◆ TEXT EXCERPT ◆

☆ ☆ ☆ ☆ ☆ ☆ ☆

So why certify? I do it partly because I love training and learning, and having something to show for it --- Ignore that I waited five years to graduate my B.Sc --- and partly because it makes financial sense. I like to read when I go to bed... It settles me down and clears my mind. However, a $20 novel will only last two or three days. My CCNA INTRO book has taken me over a month to get about half-way into... I think because it's so dry, I can't read more than a few minutes. Either way, good value for $50.

Flicking through Planet Linux Australia as I do when I forget how much time it sucks up... Between the sordid tales of a Power5 lying with a SunFire --- Oh I wish I had a project to throw at them... Where's my multi-threaded Sudoko solver? --- I came across this gem of an idea for a Canberra-wide wireless mesh network. This is something I'd heartily endorse, and help with where I could... I'll have to dig out my old Gungahlin-wireless-mesh plans...

A quick aside: Another Rich Web with PHP talk from Rasmus Lerdorf. The content aside, the template is sweet. The template aside, the content is fascinating.

Another quick aside: Digital cameras have their own digital signature. I'm not sure if this is even vaugely practical for any use, but here's the original article's PDF. Someone in the discussion pointed me at a US Government scheme to convince colour laser printer manufacturers to encode printer identification data onto each page. It's a scary world we live in.

Last aside... Two more links: One to make you cry: Even if the author is being facetious, someone somewhere belives this; and one to make you laugh: Every workplace should have a plan on its books for how to deal with Viking Raids.

☆ ☆ ☆ ☆ ☆ ☆ ☆

◆ DATASET CONTENT ◆

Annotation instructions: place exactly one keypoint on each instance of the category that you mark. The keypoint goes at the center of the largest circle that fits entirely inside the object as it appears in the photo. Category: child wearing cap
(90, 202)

☆ ☆ ☆ ☆ ☆ ☆ ☆

◆ SET TASKS ◆
**1)** Write out the blog post between "Last aside... Two" and "with Viking Raids.", inclusive.
**2)** In the blog post, how long does a $20 novel last?
**3)** Extend the blog post beyond its last sentence.
The material above was taken from a different source than the blog post.

◆ ANSWERS TO THE EXERCISE ◆
**1)**
Last aside... Two more links: One to make you cry: Even if the author is being facetious, someone somewhere belives this; and one to make you laugh: Every workplace should have a plan on its books for how to deal with Viking Raids.

**2)** Two or three days.

**3)**
But what of the bikinis, I hear you ask... Or would, were I narrating this out loud instead of in my head... And you cared about bikinis more than you care about Sun Tzu... OK. This is an IRC story. You've been warned.

On one of the IRC channels I hang out on, discussion turned to bikinis, and one of the channel regulars (Io) mentioned that she doesn't wear bikinis.

Pseudo-aside: This is Io. I knocked up this image that same evening, as it happens. MSPaint's so much easier to use than The Gimp... I did the whole image in the time it took me to give up the other day on finding a "Draw a square" button in The Gimp.

Anyway, it seemed sensible at this poit to consult with my new TzuBBot. TzuBBot being my Art-Of-War-based-advice-bot. Here's the results.


03:00 < TBBle> TzuBBot: Any advice on the best way to get Io out of Brazil and into a bikini?

03:00 < TzuBBot> THE NINE SITUATIONS: 55. Hence he does not strive to ally himself with all and sundry, nor does he foster the power of other states. He carries out his own secret designs, keeping his antagonists in awe. Thus he is able to capture their cities and overthrow their kingdoms.

03:01 < TBBle> TzuBBot: Any advice on the best way to get Io out of a bikini and into my lap?

03:01 < TzuBBot> THE ARMY ON THE MARCH: 45. If a general shows confidence in his men but always insists on his orders being obeyed, the gain will be mutual.

The TzuBBot gives useful advice so often, it's scary...

Final note: My goodneess, but the move from Yurika to Dino has made this website soooo much snappier!

2006年 3月 11日

Certifiable Linux Professional

Posted in CBIT Internet, LCA06, Linux, Programming at 12:29 pm by TBBle (Visited 73 times)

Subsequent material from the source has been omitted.